元の記事
------------------------

受刑者に選挙権がないことは違憲であるとして、2019年、詐欺罪で懲役7年の実刑判決を受けた、長野刑務所にいる男性(36)が、8月1日に、次回の衆院選、国民審査で投票できることを 確認し、過去2回の選挙で投票できなかったことへの賠償を求める訴訟を提起した。
男性は、2021年衆院選と国民審査、今年の参院選に投票できず、精神的苦痛を受けたなどとして3万円を請求している。なお、原告の男性の刑の執行満了日は2026年3月8日。受刑者である男性の代理人を務める吉田京子弁護士(高野隆法律事務所)が会見し、「一律に選挙権まで奪うのは重大な権利侵害だ」と熱弁した。
公選法11条では、禁固以上の刑に処せられた者について「選挙権及び被選挙権を有しない」と規定されているが、2013年の大阪高裁は、選挙権についての憲法上の保障と受刑者の地位について検討し、違憲と判断しており、それにもかかわらず、その後も、国会で公選法改正の議論が進むことはなかった。そのため、原告側は「国会が必要な立法措置を怠った」と訴状で主張している。
国側は、以前の国会答弁で、「一般社会とは隔離されるような重大な犯罪を行った者を選挙に関与させるというのは適当でない」などと説明しているが、吉田弁護士は「国は今回も『受刑者は規範意識が低いから』という理由で反論してくると思う。受刑者でも、社会に関心が高い人、資格の勉強している人、処遇の改善を訴える人などさまざまいる。一律に主権者としての権利を奪うのは、重大な権利侵害」と強調し、今回の国家賠償訴訟の意義を強調する。

------------------------

提供リスト
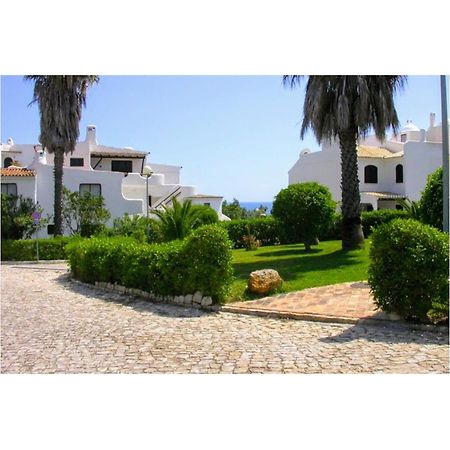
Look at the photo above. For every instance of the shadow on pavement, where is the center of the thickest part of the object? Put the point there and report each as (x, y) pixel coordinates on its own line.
(137, 303)
(390, 333)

------------------------

問題の説明
受刑者の選挙権をめぐる訴訟の記事を、最後の文の後から書き継いでください。 このリストは記事の内容とは関係ありません。

解答は以下
最高裁の判例では、選挙権の制限は原則として許されず、やむを得ない事由のある場合に限って認められるとされているが、選挙権については、成年被後見人も2013年までは認められていなかったが、東京地裁で違憲判決が出て改正されており、吉田弁護士は「本来はこの時に受刑者についても議論を進めるべきだったが、国会は放置した。最高裁には『やむを得ない事由』の検討をし、判断を示してほしい」とコメントしている。
原告の男性は、持病があるため刑務所内で治療を受ける中で、適切な医療を受けたいと処遇改善に関心を寄せていたところ、選挙権がないことについても不当だと気づいたとしている。